### [Instructions for the task]
Write out the part of the placebo-effect text below between "Another explanation of" and "non depressed people.", inclusive, without changing anything.

### [Given text]
- - - -
However, I am not convinced that he understands the evidence on the placebo effect.
The studies report the change in the Hamilton rating from the first interview until some period after beginning treatment with the SSRI or the placebo. There was a huge improvement among people who took the placebo. It is, however, not at all clear that this was a placebo effect. O'Hare's implicit assumption is that there would have been no improvement without the placebo. He mentions no evidence to this effect.
Another explanation of the data is that depression comes and goes. So people who are depressed when the study started might improve even if there is no treatment, not even with a placebo.

To measure the placebo effect, it would be necessary to compare it to no treatment, that is to interview some patients and ask them to come back in say 4 weeks and do nothing else. A substantial fraction of people would not cooperate with such a study, and, I would guess, a larger fraction of depressed than non depressed people.

update: I have added actual links to the article to click (sorry).
Pyjamas in Bananas seems to have done really excellent work. I pull back from comments

Putting the limitations of NICE's arbitrary criteria for 'clinical significance' to one side, I'm not at all sure how Kirsch et al arrived at an effect size of 1.8 HRSD points (my own analyses, and frankly just eye-balling the data, suggests a figure more like 2.8 points overall, with both paroxetine and venlafaxine exceeding three points of HRSD change).
- - - -
[Collected data]

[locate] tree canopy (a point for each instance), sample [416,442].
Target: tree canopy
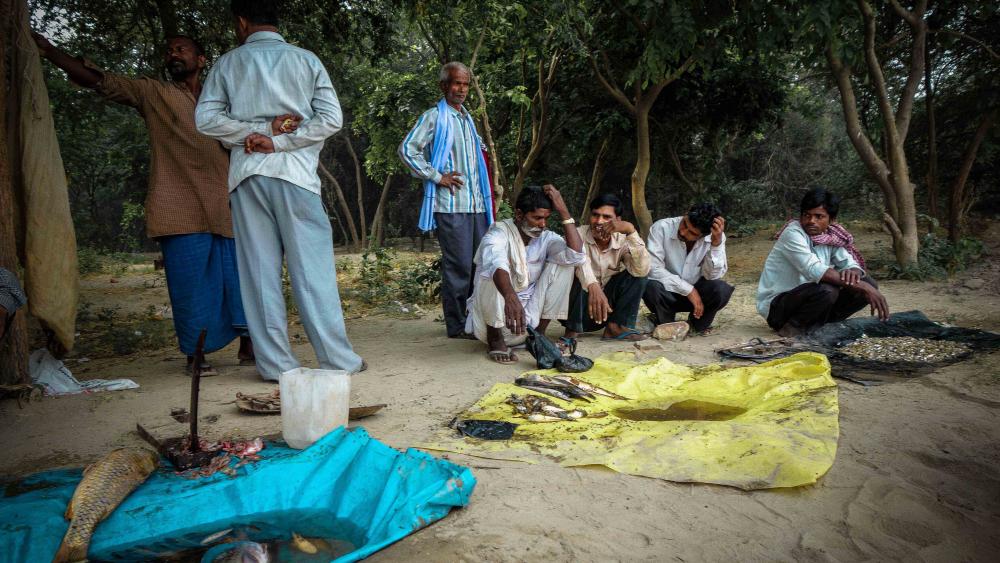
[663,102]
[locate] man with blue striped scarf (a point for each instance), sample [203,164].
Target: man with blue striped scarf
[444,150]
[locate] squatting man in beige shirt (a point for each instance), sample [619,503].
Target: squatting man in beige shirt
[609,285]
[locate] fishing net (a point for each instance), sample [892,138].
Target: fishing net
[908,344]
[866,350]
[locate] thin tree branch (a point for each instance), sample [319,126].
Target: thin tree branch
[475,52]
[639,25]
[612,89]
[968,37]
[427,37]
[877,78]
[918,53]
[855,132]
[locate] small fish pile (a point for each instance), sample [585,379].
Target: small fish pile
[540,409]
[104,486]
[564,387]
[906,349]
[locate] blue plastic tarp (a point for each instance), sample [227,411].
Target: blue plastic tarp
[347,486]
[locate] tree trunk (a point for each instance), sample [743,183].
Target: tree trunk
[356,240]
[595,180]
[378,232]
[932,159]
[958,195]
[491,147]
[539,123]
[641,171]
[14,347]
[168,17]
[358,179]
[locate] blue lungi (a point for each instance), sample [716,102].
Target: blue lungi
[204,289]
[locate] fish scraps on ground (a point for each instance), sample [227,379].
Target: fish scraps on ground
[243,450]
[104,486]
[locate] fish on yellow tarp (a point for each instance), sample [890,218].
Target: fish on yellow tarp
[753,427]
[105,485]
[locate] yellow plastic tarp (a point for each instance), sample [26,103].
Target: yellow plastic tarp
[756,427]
- - - -
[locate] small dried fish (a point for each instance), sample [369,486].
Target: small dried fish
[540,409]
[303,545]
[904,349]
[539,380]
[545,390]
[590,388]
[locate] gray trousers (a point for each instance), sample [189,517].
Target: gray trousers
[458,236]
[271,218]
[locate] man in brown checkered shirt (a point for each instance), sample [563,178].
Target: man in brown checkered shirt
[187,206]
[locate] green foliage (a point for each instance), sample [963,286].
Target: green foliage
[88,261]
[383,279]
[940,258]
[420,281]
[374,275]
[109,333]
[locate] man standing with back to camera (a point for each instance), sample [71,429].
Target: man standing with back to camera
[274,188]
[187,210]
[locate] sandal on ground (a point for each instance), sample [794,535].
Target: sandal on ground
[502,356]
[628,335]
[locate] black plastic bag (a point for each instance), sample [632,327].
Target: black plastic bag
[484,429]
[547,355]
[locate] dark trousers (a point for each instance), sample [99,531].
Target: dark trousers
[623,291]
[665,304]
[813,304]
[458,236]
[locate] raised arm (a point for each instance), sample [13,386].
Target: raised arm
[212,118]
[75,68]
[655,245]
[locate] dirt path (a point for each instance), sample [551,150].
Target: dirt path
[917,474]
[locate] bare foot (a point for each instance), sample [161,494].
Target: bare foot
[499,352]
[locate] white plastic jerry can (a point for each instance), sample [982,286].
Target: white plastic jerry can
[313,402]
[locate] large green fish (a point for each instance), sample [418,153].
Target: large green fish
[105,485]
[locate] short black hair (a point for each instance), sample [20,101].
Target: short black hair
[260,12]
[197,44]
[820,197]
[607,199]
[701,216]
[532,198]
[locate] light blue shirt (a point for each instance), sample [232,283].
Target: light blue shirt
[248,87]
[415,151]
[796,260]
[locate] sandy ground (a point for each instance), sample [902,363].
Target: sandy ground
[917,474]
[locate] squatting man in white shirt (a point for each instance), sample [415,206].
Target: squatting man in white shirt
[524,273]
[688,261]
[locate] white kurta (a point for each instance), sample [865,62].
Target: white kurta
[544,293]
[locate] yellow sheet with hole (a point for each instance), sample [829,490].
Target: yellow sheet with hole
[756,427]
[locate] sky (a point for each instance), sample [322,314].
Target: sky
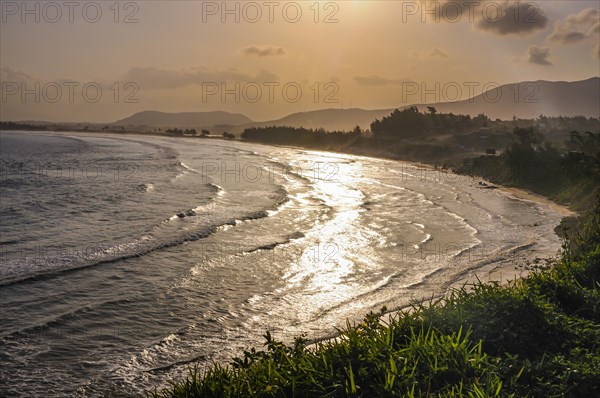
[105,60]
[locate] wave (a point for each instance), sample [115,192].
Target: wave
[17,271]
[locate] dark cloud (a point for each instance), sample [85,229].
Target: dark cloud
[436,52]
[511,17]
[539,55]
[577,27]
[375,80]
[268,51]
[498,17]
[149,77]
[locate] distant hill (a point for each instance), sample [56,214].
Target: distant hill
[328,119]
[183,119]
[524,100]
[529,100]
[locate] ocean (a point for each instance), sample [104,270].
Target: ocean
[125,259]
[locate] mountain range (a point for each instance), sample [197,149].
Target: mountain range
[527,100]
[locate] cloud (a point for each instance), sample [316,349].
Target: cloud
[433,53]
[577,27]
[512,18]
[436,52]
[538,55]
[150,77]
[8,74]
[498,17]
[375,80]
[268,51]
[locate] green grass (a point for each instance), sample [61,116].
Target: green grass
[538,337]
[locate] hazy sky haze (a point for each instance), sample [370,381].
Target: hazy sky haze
- - - -
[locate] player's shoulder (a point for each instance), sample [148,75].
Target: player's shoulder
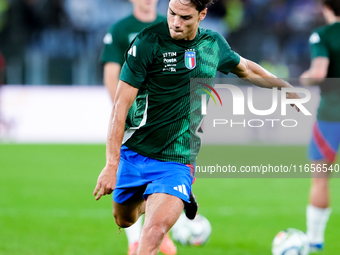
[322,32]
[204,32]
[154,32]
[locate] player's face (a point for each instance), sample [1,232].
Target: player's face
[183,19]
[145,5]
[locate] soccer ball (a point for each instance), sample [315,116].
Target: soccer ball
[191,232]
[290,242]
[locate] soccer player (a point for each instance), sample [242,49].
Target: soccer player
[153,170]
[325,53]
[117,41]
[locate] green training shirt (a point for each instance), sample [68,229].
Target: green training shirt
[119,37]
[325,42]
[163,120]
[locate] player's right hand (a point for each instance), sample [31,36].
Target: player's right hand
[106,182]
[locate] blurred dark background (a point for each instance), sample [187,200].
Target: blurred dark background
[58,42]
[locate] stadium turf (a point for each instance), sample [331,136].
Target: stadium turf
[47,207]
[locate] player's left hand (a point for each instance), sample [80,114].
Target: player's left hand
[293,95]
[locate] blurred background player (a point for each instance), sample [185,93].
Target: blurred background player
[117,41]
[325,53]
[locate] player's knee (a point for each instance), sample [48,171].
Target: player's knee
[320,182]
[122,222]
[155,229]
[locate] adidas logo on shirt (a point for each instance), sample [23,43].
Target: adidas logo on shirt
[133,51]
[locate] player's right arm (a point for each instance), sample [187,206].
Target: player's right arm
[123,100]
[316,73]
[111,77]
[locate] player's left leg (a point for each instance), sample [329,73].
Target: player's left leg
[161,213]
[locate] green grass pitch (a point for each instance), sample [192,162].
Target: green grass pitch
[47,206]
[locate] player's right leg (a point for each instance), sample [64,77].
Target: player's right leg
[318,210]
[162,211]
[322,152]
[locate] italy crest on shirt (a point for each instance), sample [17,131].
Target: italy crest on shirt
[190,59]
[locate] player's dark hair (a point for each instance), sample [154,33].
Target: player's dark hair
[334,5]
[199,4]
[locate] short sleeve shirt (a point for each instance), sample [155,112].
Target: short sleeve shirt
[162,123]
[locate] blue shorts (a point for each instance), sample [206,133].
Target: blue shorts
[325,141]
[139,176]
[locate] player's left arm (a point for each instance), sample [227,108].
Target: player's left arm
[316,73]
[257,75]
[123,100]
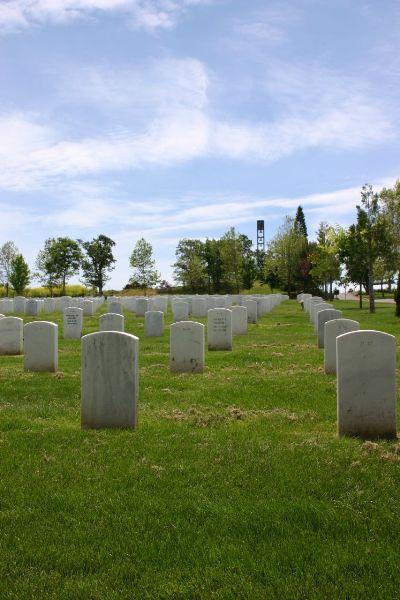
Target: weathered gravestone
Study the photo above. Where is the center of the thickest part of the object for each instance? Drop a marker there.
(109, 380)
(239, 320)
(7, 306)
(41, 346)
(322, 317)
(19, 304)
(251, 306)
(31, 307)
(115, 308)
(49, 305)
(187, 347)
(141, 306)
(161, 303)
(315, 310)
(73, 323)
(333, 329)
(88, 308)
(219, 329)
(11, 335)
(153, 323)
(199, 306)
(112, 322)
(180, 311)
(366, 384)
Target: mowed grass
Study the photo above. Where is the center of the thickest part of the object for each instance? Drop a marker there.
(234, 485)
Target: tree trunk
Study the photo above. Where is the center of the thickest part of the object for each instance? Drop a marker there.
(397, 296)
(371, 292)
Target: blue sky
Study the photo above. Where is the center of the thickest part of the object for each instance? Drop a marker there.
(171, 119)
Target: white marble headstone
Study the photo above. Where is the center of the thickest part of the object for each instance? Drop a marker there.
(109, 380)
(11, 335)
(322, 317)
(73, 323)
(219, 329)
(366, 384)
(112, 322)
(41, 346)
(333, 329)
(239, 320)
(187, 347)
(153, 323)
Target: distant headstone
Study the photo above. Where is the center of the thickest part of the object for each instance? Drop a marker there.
- - - -
### [Task solution]
Another explanation of the data is that depression comes and goes. So people who are depressed when the study started might improve even if there is no treatment, not even with a placebo.

To measure the placebo effect, it would be necessary to compare it to no treatment, that is to interview some patients and ask them to come back in say 4 weeks and do nothing else. A substantial fraction of people would not cooperate with such a study, and, I would guess, a larger fraction of depressed than non depressed people.